(Beginning of Selected extract)

What has gender to do with farmers' rights?
As men and women farmers' knowledge, skills and practices contribute to the conservation, development, and management of PGR and thereby to sustainable agriculture, their different contributions must be recognized and respected. An analysis and understanding of men and women farmers' differential roles and responsibilities in PGR conservation and management, as well as the intrinsic value of their knowledge, is crucial to the solution of situation specific problems and to the provision of appropriate and targeted support.
There is, today, little disagreement on the need for recognizing and rewarding farmers' innovations relating to the improvement and conservation of PGR. The challenge is how to do this through Farmers' Rights. Plant genetic and other biological resources have added or associated values which are not necessarily reflected in their price in the market place. The benefits of their existence confer on society as a whole and not only on those directly concerned (de, they are a public good).

(End of Selected extract)
(Beginning of Supplied material)

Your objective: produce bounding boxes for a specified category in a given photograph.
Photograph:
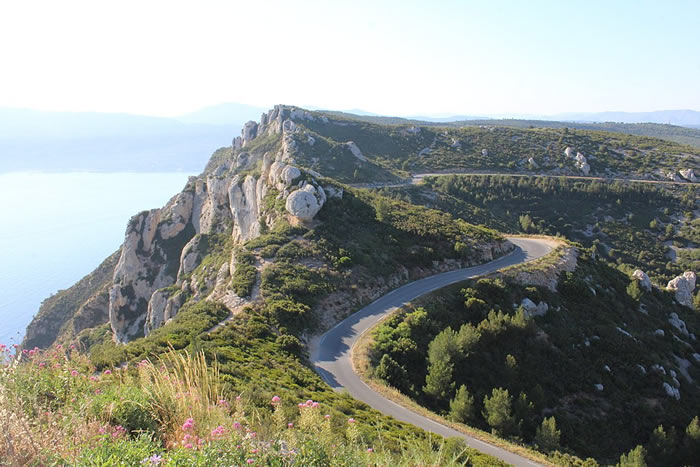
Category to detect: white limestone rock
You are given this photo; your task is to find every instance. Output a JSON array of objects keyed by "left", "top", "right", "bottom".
[
  {"left": 241, "top": 121, "right": 258, "bottom": 148},
  {"left": 666, "top": 271, "right": 697, "bottom": 309},
  {"left": 678, "top": 169, "right": 698, "bottom": 183},
  {"left": 632, "top": 269, "right": 651, "bottom": 290},
  {"left": 574, "top": 152, "right": 591, "bottom": 175},
  {"left": 285, "top": 185, "right": 325, "bottom": 220},
  {"left": 662, "top": 382, "right": 681, "bottom": 400}
]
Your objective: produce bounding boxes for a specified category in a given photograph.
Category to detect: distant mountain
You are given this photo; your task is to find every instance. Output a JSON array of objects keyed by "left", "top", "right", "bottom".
[
  {"left": 176, "top": 102, "right": 268, "bottom": 126},
  {"left": 545, "top": 110, "right": 700, "bottom": 126},
  {"left": 0, "top": 108, "right": 242, "bottom": 173}
]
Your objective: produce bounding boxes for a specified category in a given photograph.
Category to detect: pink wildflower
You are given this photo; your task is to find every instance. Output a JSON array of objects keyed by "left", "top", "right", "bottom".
[{"left": 182, "top": 418, "right": 194, "bottom": 431}]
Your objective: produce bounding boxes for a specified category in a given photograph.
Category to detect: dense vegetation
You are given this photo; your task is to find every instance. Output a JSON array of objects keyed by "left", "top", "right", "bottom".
[
  {"left": 384, "top": 176, "right": 700, "bottom": 285},
  {"left": 327, "top": 112, "right": 700, "bottom": 147},
  {"left": 0, "top": 346, "right": 501, "bottom": 466},
  {"left": 371, "top": 257, "right": 700, "bottom": 465},
  {"left": 300, "top": 112, "right": 700, "bottom": 182}
]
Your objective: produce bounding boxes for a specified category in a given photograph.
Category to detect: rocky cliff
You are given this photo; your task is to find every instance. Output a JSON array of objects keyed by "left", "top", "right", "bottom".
[{"left": 25, "top": 106, "right": 342, "bottom": 346}]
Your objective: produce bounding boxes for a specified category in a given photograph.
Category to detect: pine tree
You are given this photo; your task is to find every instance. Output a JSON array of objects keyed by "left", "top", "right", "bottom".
[
  {"left": 450, "top": 385, "right": 474, "bottom": 423},
  {"left": 617, "top": 445, "right": 647, "bottom": 467},
  {"left": 423, "top": 358, "right": 454, "bottom": 402},
  {"left": 483, "top": 388, "right": 516, "bottom": 436},
  {"left": 535, "top": 417, "right": 561, "bottom": 452}
]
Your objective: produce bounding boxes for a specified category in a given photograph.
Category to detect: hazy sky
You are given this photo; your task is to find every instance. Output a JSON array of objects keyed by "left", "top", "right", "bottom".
[{"left": 0, "top": 0, "right": 700, "bottom": 116}]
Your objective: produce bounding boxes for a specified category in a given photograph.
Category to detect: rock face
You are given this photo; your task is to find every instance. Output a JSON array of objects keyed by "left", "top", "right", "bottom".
[
  {"left": 286, "top": 185, "right": 326, "bottom": 220},
  {"left": 108, "top": 106, "right": 332, "bottom": 342},
  {"left": 632, "top": 269, "right": 651, "bottom": 290},
  {"left": 666, "top": 271, "right": 697, "bottom": 308},
  {"left": 678, "top": 169, "right": 698, "bottom": 183},
  {"left": 567, "top": 154, "right": 591, "bottom": 175}
]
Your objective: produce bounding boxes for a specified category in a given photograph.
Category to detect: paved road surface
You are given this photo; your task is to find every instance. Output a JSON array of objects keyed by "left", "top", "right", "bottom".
[{"left": 310, "top": 238, "right": 554, "bottom": 466}]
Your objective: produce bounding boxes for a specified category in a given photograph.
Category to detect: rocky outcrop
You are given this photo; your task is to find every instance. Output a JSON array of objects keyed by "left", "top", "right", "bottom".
[
  {"left": 286, "top": 184, "right": 326, "bottom": 220},
  {"left": 632, "top": 269, "right": 651, "bottom": 290},
  {"left": 109, "top": 106, "right": 334, "bottom": 342},
  {"left": 345, "top": 141, "right": 367, "bottom": 162},
  {"left": 668, "top": 313, "right": 688, "bottom": 336},
  {"left": 498, "top": 246, "right": 578, "bottom": 291},
  {"left": 567, "top": 154, "right": 591, "bottom": 175},
  {"left": 520, "top": 297, "right": 549, "bottom": 317},
  {"left": 678, "top": 169, "right": 698, "bottom": 183},
  {"left": 666, "top": 271, "right": 697, "bottom": 308}
]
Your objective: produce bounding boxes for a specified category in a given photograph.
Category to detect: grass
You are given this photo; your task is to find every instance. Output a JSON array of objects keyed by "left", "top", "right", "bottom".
[{"left": 0, "top": 346, "right": 503, "bottom": 466}]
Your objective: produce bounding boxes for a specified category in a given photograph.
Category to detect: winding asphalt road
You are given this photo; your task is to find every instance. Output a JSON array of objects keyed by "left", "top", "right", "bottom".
[{"left": 310, "top": 237, "right": 555, "bottom": 466}]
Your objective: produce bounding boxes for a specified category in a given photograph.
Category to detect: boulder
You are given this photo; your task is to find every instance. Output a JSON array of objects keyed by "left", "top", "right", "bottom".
[
  {"left": 575, "top": 152, "right": 591, "bottom": 175},
  {"left": 678, "top": 169, "right": 698, "bottom": 183},
  {"left": 666, "top": 271, "right": 697, "bottom": 309},
  {"left": 662, "top": 382, "right": 681, "bottom": 400},
  {"left": 286, "top": 185, "right": 321, "bottom": 220},
  {"left": 632, "top": 269, "right": 651, "bottom": 290}
]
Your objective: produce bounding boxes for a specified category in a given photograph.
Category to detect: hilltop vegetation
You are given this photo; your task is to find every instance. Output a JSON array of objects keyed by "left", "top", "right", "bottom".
[
  {"left": 370, "top": 255, "right": 700, "bottom": 465},
  {"left": 10, "top": 106, "right": 700, "bottom": 465},
  {"left": 292, "top": 112, "right": 700, "bottom": 183},
  {"left": 382, "top": 176, "right": 700, "bottom": 285},
  {"left": 0, "top": 346, "right": 502, "bottom": 466}
]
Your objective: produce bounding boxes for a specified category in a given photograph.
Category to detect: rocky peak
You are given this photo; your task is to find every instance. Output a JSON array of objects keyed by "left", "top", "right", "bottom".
[
  {"left": 109, "top": 106, "right": 342, "bottom": 342},
  {"left": 666, "top": 271, "right": 697, "bottom": 308}
]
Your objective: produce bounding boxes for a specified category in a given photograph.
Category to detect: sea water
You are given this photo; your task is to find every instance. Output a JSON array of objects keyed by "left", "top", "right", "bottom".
[{"left": 0, "top": 172, "right": 193, "bottom": 344}]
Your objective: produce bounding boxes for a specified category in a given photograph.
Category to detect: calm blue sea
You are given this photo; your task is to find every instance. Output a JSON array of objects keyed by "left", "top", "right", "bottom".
[{"left": 0, "top": 173, "right": 193, "bottom": 344}]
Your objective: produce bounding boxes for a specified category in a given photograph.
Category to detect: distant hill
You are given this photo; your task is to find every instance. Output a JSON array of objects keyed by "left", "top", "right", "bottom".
[
  {"left": 325, "top": 111, "right": 700, "bottom": 148},
  {"left": 546, "top": 109, "right": 700, "bottom": 126}
]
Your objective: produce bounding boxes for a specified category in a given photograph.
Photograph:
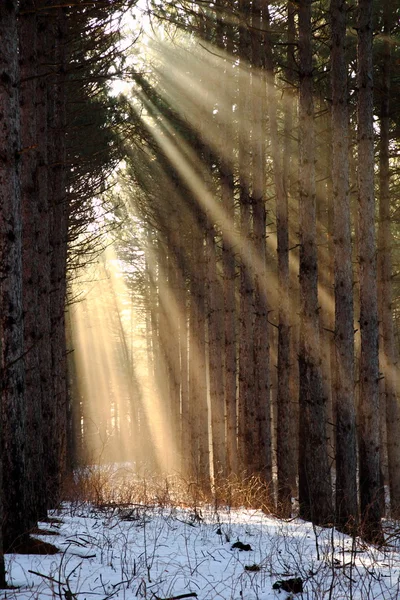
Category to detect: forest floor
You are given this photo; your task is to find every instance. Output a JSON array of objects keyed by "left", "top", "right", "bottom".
[{"left": 0, "top": 468, "right": 400, "bottom": 600}]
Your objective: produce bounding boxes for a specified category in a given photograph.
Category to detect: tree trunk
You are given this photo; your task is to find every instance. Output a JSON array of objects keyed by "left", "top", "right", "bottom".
[
  {"left": 206, "top": 225, "right": 226, "bottom": 482},
  {"left": 378, "top": 2, "right": 400, "bottom": 518},
  {"left": 19, "top": 0, "right": 46, "bottom": 527},
  {"left": 189, "top": 214, "right": 210, "bottom": 491},
  {"left": 331, "top": 0, "right": 358, "bottom": 528},
  {"left": 0, "top": 1, "right": 29, "bottom": 550},
  {"left": 220, "top": 0, "right": 238, "bottom": 475},
  {"left": 44, "top": 4, "right": 68, "bottom": 505},
  {"left": 298, "top": 0, "right": 332, "bottom": 524},
  {"left": 357, "top": 0, "right": 382, "bottom": 540},
  {"left": 238, "top": 0, "right": 257, "bottom": 475},
  {"left": 250, "top": 1, "right": 273, "bottom": 486}
]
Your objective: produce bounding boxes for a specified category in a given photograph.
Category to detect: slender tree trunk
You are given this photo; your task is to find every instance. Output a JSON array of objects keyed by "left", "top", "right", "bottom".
[
  {"left": 19, "top": 0, "right": 45, "bottom": 527},
  {"left": 298, "top": 0, "right": 332, "bottom": 524},
  {"left": 0, "top": 1, "right": 27, "bottom": 564},
  {"left": 206, "top": 225, "right": 226, "bottom": 484},
  {"left": 357, "top": 0, "right": 382, "bottom": 540},
  {"left": 189, "top": 215, "right": 210, "bottom": 491},
  {"left": 251, "top": 1, "right": 273, "bottom": 486},
  {"left": 277, "top": 2, "right": 299, "bottom": 502},
  {"left": 264, "top": 2, "right": 295, "bottom": 516},
  {"left": 238, "top": 0, "right": 256, "bottom": 474},
  {"left": 331, "top": 0, "right": 358, "bottom": 527},
  {"left": 44, "top": 3, "right": 68, "bottom": 505},
  {"left": 378, "top": 2, "right": 400, "bottom": 518},
  {"left": 220, "top": 0, "right": 238, "bottom": 475}
]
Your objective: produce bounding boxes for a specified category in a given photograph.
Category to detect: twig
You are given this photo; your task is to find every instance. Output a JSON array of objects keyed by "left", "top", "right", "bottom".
[
  {"left": 28, "top": 569, "right": 67, "bottom": 585},
  {"left": 154, "top": 592, "right": 197, "bottom": 600}
]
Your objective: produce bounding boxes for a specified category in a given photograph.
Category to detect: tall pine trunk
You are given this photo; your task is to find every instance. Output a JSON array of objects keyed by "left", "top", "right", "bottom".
[
  {"left": 251, "top": 0, "right": 273, "bottom": 488},
  {"left": 298, "top": 0, "right": 332, "bottom": 524},
  {"left": 331, "top": 0, "right": 358, "bottom": 527},
  {"left": 357, "top": 0, "right": 382, "bottom": 540},
  {"left": 378, "top": 2, "right": 400, "bottom": 518}
]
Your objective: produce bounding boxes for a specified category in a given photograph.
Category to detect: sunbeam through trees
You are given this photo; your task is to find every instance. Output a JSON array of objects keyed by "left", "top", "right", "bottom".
[{"left": 0, "top": 0, "right": 400, "bottom": 598}]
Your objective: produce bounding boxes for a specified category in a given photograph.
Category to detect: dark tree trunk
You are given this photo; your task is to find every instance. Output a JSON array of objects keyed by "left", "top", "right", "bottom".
[
  {"left": 357, "top": 0, "right": 382, "bottom": 540},
  {"left": 19, "top": 0, "right": 46, "bottom": 527},
  {"left": 298, "top": 0, "right": 332, "bottom": 524},
  {"left": 0, "top": 1, "right": 29, "bottom": 552},
  {"left": 378, "top": 2, "right": 400, "bottom": 518},
  {"left": 331, "top": 0, "right": 358, "bottom": 527}
]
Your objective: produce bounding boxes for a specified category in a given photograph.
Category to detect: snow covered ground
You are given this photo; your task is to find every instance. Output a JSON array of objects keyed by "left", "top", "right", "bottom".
[{"left": 0, "top": 504, "right": 400, "bottom": 600}]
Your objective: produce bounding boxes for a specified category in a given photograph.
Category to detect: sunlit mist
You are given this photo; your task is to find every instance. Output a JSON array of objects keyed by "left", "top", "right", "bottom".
[{"left": 71, "top": 246, "right": 178, "bottom": 472}]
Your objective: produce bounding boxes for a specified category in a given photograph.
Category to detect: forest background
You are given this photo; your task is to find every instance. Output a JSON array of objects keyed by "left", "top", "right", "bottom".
[{"left": 0, "top": 0, "right": 400, "bottom": 585}]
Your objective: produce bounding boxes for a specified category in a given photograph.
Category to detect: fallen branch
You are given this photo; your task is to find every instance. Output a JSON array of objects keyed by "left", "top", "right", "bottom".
[
  {"left": 28, "top": 569, "right": 67, "bottom": 585},
  {"left": 154, "top": 592, "right": 197, "bottom": 600}
]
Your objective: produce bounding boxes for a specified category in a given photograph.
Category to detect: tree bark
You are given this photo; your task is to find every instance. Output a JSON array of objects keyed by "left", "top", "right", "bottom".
[
  {"left": 330, "top": 0, "right": 358, "bottom": 528},
  {"left": 298, "top": 0, "right": 332, "bottom": 524},
  {"left": 250, "top": 1, "right": 273, "bottom": 486},
  {"left": 378, "top": 2, "right": 400, "bottom": 518},
  {"left": 0, "top": 1, "right": 29, "bottom": 552},
  {"left": 357, "top": 0, "right": 382, "bottom": 540}
]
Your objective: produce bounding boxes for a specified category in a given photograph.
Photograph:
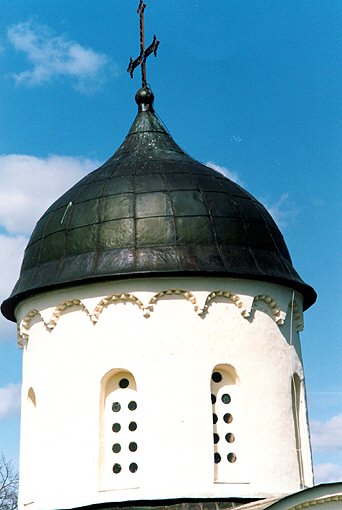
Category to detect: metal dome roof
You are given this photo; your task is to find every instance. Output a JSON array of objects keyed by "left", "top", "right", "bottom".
[{"left": 2, "top": 88, "right": 316, "bottom": 320}]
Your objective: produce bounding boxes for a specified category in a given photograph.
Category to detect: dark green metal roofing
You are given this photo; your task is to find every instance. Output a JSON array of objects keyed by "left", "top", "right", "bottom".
[{"left": 2, "top": 88, "right": 316, "bottom": 320}]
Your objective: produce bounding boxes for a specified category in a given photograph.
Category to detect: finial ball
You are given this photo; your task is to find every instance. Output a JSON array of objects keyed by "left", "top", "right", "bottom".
[{"left": 135, "top": 87, "right": 154, "bottom": 106}]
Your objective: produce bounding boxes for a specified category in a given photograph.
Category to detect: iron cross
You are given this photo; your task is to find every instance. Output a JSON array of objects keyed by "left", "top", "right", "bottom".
[{"left": 127, "top": 0, "right": 159, "bottom": 87}]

(End of Supplied material)

* Required action 1
In the farmers' rights text, rewrite the paragraph beginning "As men and women farmers' knowledge" as a short bulleted list that keeps its main facts.
* Required action 2
According to the farmers' rights text, what is the challenge in recognizing and rewarding farmers' innovations?
* Required action 3
From the farmers' rights text, copy the passage that begins at the words "As men and women" and stops after "and targeted support.".

* Result 1
- Men and women farmers' knowledge, skills and practices contribute to the conservation, development and management of PGR, and so to sustainable agriculture.
- Their different contributions must be recognized and respected.
- Analyzing and understanding their different roles and responsibilities in PGR conservation and management, and the intrinsic value of their knowledge, is crucial for two things:
  - solving situation-specific problems
  - providing appropriate, targeted support

* Result 2
The challenge is how to do it through Farmers' Rights.

* Result 3
As men and women farmers' knowledge, skills and practices contribute to the conservation, development, and management of PGR and thereby to sustainable agriculture, their different contributions must be recognized and respected. An analysis and understanding of men and women farmers' differential roles and responsibilities in PGR conservation and management, as well as the intrinsic value of their knowledge, is crucial to the solution of situation specific problems and to the provision of appropriate and targeted support.